**Exercise details**
Count how many lines in the entries below contain the string "every". Give only the number.

[Collected data entries]
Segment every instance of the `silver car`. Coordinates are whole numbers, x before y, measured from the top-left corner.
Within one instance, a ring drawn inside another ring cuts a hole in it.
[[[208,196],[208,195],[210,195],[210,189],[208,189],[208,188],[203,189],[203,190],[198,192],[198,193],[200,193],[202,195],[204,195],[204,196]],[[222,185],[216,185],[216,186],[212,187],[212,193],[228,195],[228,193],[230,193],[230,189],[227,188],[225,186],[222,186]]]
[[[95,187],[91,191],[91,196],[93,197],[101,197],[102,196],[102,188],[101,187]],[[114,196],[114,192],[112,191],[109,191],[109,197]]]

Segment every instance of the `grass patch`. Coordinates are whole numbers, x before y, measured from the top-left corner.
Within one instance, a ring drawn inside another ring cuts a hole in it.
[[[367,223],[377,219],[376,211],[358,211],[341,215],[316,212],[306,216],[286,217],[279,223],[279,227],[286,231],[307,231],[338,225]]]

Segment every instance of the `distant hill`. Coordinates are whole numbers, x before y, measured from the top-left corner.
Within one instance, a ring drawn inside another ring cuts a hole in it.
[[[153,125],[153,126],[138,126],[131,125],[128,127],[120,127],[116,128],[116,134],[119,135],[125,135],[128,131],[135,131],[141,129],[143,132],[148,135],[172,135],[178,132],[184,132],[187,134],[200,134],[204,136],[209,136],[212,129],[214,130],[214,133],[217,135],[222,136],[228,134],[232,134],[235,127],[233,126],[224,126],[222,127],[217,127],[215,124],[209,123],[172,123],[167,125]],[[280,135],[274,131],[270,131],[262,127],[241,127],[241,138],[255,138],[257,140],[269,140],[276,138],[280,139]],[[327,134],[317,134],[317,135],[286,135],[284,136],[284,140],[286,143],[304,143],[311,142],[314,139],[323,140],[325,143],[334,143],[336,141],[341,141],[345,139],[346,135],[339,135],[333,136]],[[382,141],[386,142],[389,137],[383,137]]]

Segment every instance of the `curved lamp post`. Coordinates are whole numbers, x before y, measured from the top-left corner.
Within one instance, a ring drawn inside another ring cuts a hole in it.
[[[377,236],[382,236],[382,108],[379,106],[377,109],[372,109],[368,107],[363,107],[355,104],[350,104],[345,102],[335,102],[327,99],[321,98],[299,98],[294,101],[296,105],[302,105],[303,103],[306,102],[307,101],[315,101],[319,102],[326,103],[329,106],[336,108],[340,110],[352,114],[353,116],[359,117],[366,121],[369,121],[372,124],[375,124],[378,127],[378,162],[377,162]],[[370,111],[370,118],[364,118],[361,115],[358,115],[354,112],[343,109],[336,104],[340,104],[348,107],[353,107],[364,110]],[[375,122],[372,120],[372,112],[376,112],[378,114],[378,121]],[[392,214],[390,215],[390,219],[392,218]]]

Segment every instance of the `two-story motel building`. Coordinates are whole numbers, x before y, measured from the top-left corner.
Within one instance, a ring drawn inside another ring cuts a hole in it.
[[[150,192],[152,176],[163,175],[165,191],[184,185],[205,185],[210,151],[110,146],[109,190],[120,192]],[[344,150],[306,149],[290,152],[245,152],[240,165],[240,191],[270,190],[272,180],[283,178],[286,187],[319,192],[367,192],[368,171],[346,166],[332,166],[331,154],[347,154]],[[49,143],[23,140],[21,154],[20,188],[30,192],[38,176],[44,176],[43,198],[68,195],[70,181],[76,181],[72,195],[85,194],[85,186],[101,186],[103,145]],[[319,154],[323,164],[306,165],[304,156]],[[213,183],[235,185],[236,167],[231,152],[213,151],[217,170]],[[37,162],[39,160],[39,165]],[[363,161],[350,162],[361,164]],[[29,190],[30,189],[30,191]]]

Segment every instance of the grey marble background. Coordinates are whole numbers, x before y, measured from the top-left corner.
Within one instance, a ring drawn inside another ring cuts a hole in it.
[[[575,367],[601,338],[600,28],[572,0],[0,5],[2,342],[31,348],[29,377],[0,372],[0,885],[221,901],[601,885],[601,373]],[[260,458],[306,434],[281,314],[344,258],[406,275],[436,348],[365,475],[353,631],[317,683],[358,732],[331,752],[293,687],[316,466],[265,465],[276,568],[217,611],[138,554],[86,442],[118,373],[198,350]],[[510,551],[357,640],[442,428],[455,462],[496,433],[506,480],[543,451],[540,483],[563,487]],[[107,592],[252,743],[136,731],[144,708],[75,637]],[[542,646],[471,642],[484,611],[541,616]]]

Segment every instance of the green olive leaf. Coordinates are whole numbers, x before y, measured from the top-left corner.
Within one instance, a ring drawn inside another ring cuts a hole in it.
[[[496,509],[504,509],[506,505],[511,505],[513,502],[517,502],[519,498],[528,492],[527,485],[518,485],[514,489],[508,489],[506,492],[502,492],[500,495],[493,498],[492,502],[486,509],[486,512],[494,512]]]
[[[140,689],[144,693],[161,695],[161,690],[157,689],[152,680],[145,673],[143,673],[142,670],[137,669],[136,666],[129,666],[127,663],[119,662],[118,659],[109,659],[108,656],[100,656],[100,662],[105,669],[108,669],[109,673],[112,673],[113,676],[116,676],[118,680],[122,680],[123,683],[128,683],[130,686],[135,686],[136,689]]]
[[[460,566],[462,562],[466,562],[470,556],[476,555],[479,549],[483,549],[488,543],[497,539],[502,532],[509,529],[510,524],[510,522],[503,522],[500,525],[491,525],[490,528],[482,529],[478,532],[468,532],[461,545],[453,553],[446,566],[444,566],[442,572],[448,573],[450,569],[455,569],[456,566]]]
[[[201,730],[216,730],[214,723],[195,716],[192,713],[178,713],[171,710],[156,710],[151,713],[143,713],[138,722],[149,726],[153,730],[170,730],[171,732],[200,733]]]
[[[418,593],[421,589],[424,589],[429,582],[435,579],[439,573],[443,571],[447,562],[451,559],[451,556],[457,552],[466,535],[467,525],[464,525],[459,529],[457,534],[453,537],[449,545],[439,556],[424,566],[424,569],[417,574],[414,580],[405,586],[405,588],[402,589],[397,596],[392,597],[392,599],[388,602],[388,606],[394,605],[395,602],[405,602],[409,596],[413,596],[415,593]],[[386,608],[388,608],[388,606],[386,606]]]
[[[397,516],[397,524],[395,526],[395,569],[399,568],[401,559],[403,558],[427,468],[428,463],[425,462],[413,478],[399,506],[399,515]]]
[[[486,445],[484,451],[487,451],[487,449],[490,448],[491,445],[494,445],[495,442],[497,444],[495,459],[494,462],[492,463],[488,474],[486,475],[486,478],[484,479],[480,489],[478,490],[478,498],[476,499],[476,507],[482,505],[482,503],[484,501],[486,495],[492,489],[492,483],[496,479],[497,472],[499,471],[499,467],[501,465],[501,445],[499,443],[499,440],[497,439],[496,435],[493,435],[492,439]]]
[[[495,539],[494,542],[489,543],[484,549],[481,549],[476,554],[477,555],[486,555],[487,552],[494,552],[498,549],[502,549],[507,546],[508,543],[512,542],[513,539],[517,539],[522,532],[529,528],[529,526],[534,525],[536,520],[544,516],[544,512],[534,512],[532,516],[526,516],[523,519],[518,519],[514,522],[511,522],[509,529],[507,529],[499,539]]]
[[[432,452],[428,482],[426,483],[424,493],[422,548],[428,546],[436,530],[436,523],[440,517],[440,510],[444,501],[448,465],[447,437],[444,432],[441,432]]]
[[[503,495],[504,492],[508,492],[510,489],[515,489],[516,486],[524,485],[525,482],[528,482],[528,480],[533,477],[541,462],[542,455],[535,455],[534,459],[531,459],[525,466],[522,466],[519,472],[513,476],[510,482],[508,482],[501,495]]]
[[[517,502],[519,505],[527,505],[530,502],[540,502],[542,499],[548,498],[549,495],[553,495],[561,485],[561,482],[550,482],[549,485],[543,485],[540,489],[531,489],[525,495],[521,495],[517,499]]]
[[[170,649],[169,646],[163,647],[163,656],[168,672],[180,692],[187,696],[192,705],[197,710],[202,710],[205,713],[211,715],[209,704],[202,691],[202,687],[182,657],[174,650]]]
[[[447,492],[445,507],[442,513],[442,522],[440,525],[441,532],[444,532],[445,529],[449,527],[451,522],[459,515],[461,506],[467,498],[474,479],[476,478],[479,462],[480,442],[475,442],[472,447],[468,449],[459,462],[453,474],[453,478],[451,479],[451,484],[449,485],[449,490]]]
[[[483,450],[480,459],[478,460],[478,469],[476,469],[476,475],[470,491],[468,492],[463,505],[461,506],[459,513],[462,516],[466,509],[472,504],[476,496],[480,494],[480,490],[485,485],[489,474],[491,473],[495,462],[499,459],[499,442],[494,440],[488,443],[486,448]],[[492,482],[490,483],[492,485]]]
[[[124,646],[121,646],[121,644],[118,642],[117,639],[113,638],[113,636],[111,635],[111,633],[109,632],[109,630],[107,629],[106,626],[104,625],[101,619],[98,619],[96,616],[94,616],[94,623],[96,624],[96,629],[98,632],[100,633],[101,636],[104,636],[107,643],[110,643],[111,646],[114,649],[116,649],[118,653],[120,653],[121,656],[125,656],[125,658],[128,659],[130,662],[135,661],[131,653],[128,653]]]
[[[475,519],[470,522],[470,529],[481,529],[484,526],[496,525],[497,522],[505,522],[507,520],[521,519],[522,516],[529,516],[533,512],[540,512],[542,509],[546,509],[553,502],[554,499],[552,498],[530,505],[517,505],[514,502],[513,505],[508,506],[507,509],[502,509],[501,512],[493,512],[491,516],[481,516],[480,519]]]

**Correct response**
7